## Passage source
__________________________________________________

Malgré le manque de précisions des nombreuses déclarations du président Dmitri Medvedev sur le « partenariat pour la modernisation » que beaucoup interprètent comme un revirement vers l’Ouest, le scénario de modernisation de Moscou implique en fait une coopération sélective avec ce dernier dans les domaines qui l’intéressent, plutôt qu’une intégration à grande échelle avec l’Occident.
Cette ligne d’intégration avait dominé la politique étrangère de la Russie quelque temps, mais a finalement été écartée pour plusieurs raisons dont la principale est que la Russie est une grande puissance en devenir et que ses intérêts se heurteront inévitablement aux autres acteurs mondiaux.
Les efforts de Moscou pour renouer les liens avec Washington et élargir sa coopération avec l’Union Européenne ont pour but d’attirer l’innovation technologique et les investissements en Russie. Sous la présidence de Vladimir Poutine, les tensions politiques ont bloqué de nombreux projets économiques lucratifs, mais le « partenariat pour la modernisation » n’est à proprement parler pas nécessairement lié aux changements de politique étrangère.
Pour attirer investissements et capitaux étrangers, le climat des investissements et la primauté du droit – sphères dans lesquelles les diplomates n’ont aucune influence – sont des questions bien plus importantes que celles de la politique étrangère.
Si la tendance est au pragmatisme, il semble n’être parfois qu’un euphémisme pour décrire l’incapacité de Moscou à définir la place de la Russie sur la scène internationale. Dans le même temps, la Russie est confrontée à des choix importants que le pragmatisme seul ne permet pas de résoudre.
Bien que Moscou ait largement atteint ses objectifs dans l’espace post soviétique, la zone a perdu une grande partie de son attrait auprès de l’Union Européenne et des États-Unis, longtemps engagés dans une lutte d’influence avec la Russie dans la région. D’un autre côté, les tentatives de Moscou de mener une politique économique et militaire avisée ont souvent été confrontées à la résistance (ou la passivité) de ses voisins, avec lesquels les relations restent encore très chaotiques. Les déclarations officielles des leaders russes offrent peu d’éléments pour connaître la priorité à suivre : l’intégration globale (avec son entrée à l’OMC) ou la coopération régionale (par la promotion de l’Union douanière régionale). Les deux orientations ont leurs points forts. Pourtant, elles sont incompatibles, ce qui signifie que la Russie devra trancher.

__________________________________________________

## Tâche à réaliser
Selon le passage sur la politique étrangère russe, quelle est la principale raison pour laquelle la ligne d'intégration avec l'Occident a été écartée ? Répondez en une phrase, s'il vous plaît.

## Entrées fournies
__________________________________________________

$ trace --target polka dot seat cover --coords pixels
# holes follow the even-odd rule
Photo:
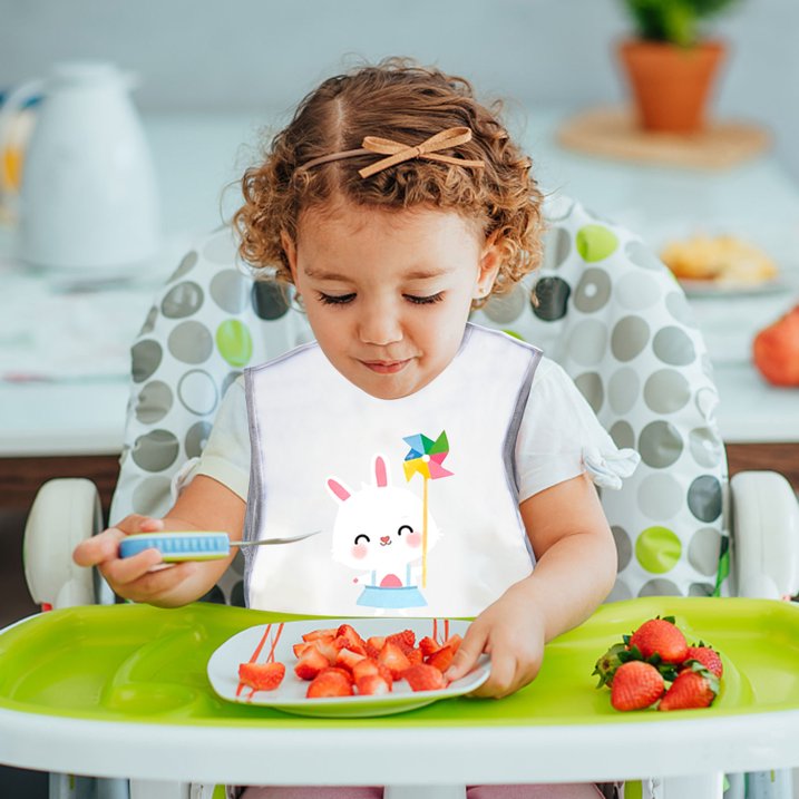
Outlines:
[[[618,550],[611,600],[708,595],[727,552],[727,465],[718,393],[685,296],[623,227],[565,197],[547,202],[542,270],[472,321],[540,347],[571,374],[620,447],[642,462],[603,506]],[[537,295],[537,305],[532,302]],[[309,341],[273,282],[237,265],[231,230],[197,243],[155,300],[133,347],[133,390],[111,520],[160,515],[170,480],[205,444],[230,383]],[[242,604],[236,558],[214,596]]]

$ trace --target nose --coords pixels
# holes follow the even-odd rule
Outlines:
[[[361,308],[359,335],[364,344],[386,347],[402,340],[398,309],[390,300],[374,300]]]

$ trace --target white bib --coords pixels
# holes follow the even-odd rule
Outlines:
[[[471,616],[533,568],[514,450],[540,351],[467,325],[452,362],[381,400],[308,344],[246,371],[251,607]]]

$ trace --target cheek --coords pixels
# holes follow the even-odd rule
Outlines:
[[[352,549],[350,549],[350,555],[352,555],[355,561],[362,561],[368,554],[369,549],[366,544],[357,544],[352,547]]]

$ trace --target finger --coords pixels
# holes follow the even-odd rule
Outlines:
[[[477,663],[477,659],[485,651],[486,641],[487,636],[484,627],[479,624],[470,624],[460,646],[458,646],[458,651],[455,653],[455,657],[452,657],[452,663],[444,673],[444,676],[451,682],[468,674]]]

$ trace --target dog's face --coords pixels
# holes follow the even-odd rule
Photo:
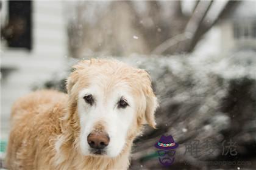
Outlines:
[[[157,103],[145,71],[107,59],[83,61],[74,68],[67,89],[82,155],[116,157],[145,120],[154,127]]]

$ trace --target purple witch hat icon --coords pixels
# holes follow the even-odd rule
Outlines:
[[[162,135],[159,141],[155,144],[155,148],[159,149],[169,150],[176,148],[179,144],[174,141],[172,137]]]

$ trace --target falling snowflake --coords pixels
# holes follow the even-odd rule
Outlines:
[[[133,35],[133,38],[134,39],[138,39],[138,36],[137,36],[136,35]]]
[[[187,128],[182,128],[182,132],[187,132],[188,131],[188,129],[187,129]]]

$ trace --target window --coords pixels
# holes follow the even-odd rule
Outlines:
[[[9,20],[1,33],[10,47],[32,49],[32,1],[9,1]]]
[[[233,36],[236,39],[256,38],[256,21],[240,20],[235,22]]]

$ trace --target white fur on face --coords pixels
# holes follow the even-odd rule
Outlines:
[[[117,84],[115,88],[106,92],[100,86],[91,86],[79,93],[78,114],[80,118],[81,132],[80,148],[83,155],[91,155],[87,136],[94,130],[95,123],[104,122],[105,131],[110,137],[108,145],[105,148],[108,157],[118,155],[126,143],[128,129],[131,126],[135,114],[134,100],[129,92],[129,86],[125,83]],[[91,94],[94,103],[87,103],[84,97]],[[124,98],[129,106],[126,108],[118,107],[121,97]]]

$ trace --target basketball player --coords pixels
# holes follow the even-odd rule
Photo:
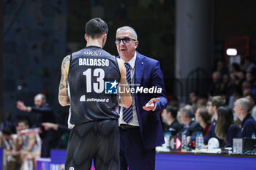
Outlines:
[[[117,96],[118,83],[129,90],[126,69],[102,50],[108,31],[104,20],[91,19],[85,31],[86,47],[65,57],[61,66],[59,101],[70,105],[69,124],[73,126],[65,169],[91,169],[92,159],[96,169],[119,169],[118,104],[132,104],[129,90],[120,93],[119,102]]]

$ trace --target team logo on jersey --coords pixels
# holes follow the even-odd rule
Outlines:
[[[118,83],[115,80],[114,82],[105,82],[105,94],[117,94]]]

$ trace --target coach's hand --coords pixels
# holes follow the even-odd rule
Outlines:
[[[151,111],[154,109],[154,108],[156,107],[156,102],[157,101],[159,101],[160,98],[151,98],[146,104],[145,107],[143,107],[143,109],[146,110],[146,111]]]

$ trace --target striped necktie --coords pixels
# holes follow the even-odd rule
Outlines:
[[[131,88],[132,78],[131,78],[131,69],[129,63],[124,63],[125,68],[127,69],[127,80],[129,88]],[[132,104],[129,108],[123,107],[123,120],[125,123],[129,123],[133,119],[132,115]]]

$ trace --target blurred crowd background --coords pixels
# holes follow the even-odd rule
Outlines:
[[[255,106],[255,7],[252,0],[0,0],[1,130],[15,134],[24,119],[40,126],[45,119],[32,107],[39,93],[50,122],[67,125],[68,107],[58,102],[61,63],[85,47],[84,26],[94,17],[107,22],[105,50],[114,55],[116,28],[136,30],[138,51],[159,61],[168,104],[178,110],[189,104],[195,118],[215,96],[231,109],[243,96]],[[60,134],[55,147],[65,148],[67,133]]]

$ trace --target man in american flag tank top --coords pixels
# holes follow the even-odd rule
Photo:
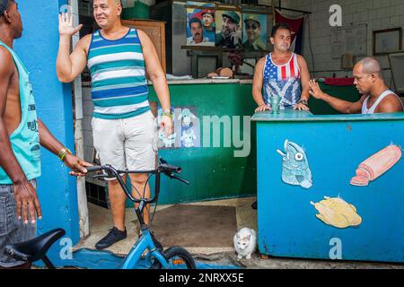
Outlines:
[[[291,29],[277,24],[272,29],[274,51],[256,65],[252,96],[258,104],[256,111],[270,109],[269,97],[281,97],[280,109],[309,110],[310,74],[304,58],[291,52]]]

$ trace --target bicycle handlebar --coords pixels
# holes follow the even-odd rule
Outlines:
[[[131,193],[127,190],[127,187],[124,180],[122,179],[122,176],[120,174],[122,174],[122,173],[126,173],[126,174],[128,174],[128,173],[154,173],[154,174],[162,173],[170,178],[174,178],[174,179],[177,179],[177,180],[180,180],[180,181],[185,183],[186,185],[189,185],[189,181],[187,181],[186,179],[181,178],[179,176],[174,174],[174,173],[180,173],[182,171],[181,168],[170,165],[163,159],[160,159],[160,162],[161,163],[159,164],[157,169],[154,170],[136,170],[136,171],[135,170],[117,170],[110,164],[87,167],[86,170],[87,170],[87,172],[94,172],[94,171],[101,171],[101,170],[107,172],[106,175],[98,175],[98,176],[94,176],[93,178],[117,178],[118,182],[121,186],[125,194],[132,202],[134,202],[136,204],[138,204],[141,202],[144,202],[145,204],[152,204],[157,200],[158,194],[160,192],[160,187],[159,187],[159,188],[156,188],[156,194],[154,195],[154,198],[148,199],[148,200],[145,200],[144,198],[136,199],[136,198],[133,197]]]

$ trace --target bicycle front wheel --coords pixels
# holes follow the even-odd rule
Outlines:
[[[194,258],[182,248],[170,248],[162,251],[162,254],[170,264],[170,269],[197,269]],[[155,260],[151,269],[162,269],[162,265]]]

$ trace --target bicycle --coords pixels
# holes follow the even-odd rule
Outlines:
[[[121,186],[123,191],[134,204],[137,204],[135,211],[137,220],[140,223],[140,236],[134,247],[125,257],[120,268],[133,269],[139,260],[145,256],[145,265],[150,269],[175,269],[180,267],[181,269],[196,269],[196,264],[192,256],[184,248],[180,247],[171,247],[163,251],[159,250],[154,242],[153,235],[149,230],[149,226],[145,223],[143,212],[147,204],[157,203],[160,194],[160,179],[161,174],[164,174],[170,178],[178,179],[187,185],[189,183],[184,178],[180,178],[174,173],[180,173],[181,169],[171,166],[162,159],[160,159],[160,164],[154,170],[117,170],[110,165],[92,166],[87,168],[87,173],[103,171],[103,174],[93,176],[101,179],[116,178]],[[150,174],[147,182],[153,175],[155,175],[154,196],[152,199],[141,197],[135,198],[129,192],[122,176],[130,173],[148,173]],[[147,183],[146,182],[146,183]],[[145,191],[145,190],[144,190]],[[155,212],[154,206],[154,212]],[[151,222],[153,221],[153,217]],[[18,260],[24,262],[35,262],[42,260],[45,265],[49,269],[54,269],[55,266],[46,256],[48,250],[50,248],[57,239],[66,234],[62,229],[56,229],[47,233],[42,234],[31,240],[9,245],[5,247],[4,252]]]

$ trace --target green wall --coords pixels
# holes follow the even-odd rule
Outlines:
[[[242,116],[240,125],[242,126],[242,116],[252,116],[255,109],[250,84],[172,84],[169,87],[171,106],[196,107],[197,117],[201,122],[203,116]],[[150,100],[157,100],[153,87]],[[159,156],[171,164],[180,166],[183,170],[181,176],[189,180],[191,185],[186,186],[164,178],[159,202],[173,204],[255,196],[255,126],[251,125],[250,153],[244,158],[234,157],[233,152],[240,149],[233,147],[233,144],[232,147],[223,147],[223,141],[222,147],[218,148],[160,150]],[[201,135],[201,145],[202,143]]]

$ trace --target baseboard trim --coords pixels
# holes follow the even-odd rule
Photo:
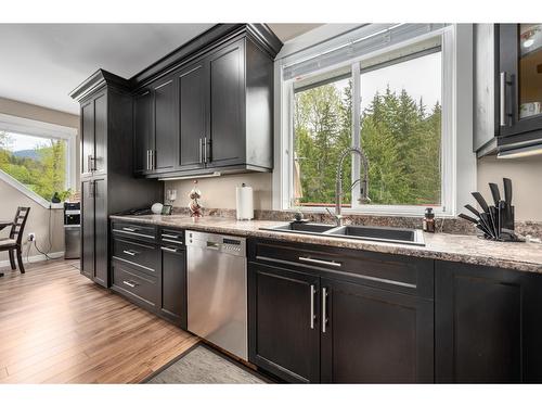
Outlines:
[[[49,253],[49,257],[55,259],[55,258],[63,258],[64,257],[64,252],[54,252],[54,253]],[[30,264],[30,263],[36,263],[36,262],[43,262],[47,260],[47,257],[43,254],[38,254],[36,256],[30,256],[28,259],[26,256],[23,254],[23,264]],[[15,263],[17,260],[15,259]],[[0,262],[0,268],[4,267],[10,267],[10,260],[1,260]]]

__________________________________________________

## Réponse complète
La Russie est une grande puissance en devenir et ses intérêts se heurteront inévitablement aux autres acteurs mondiaux.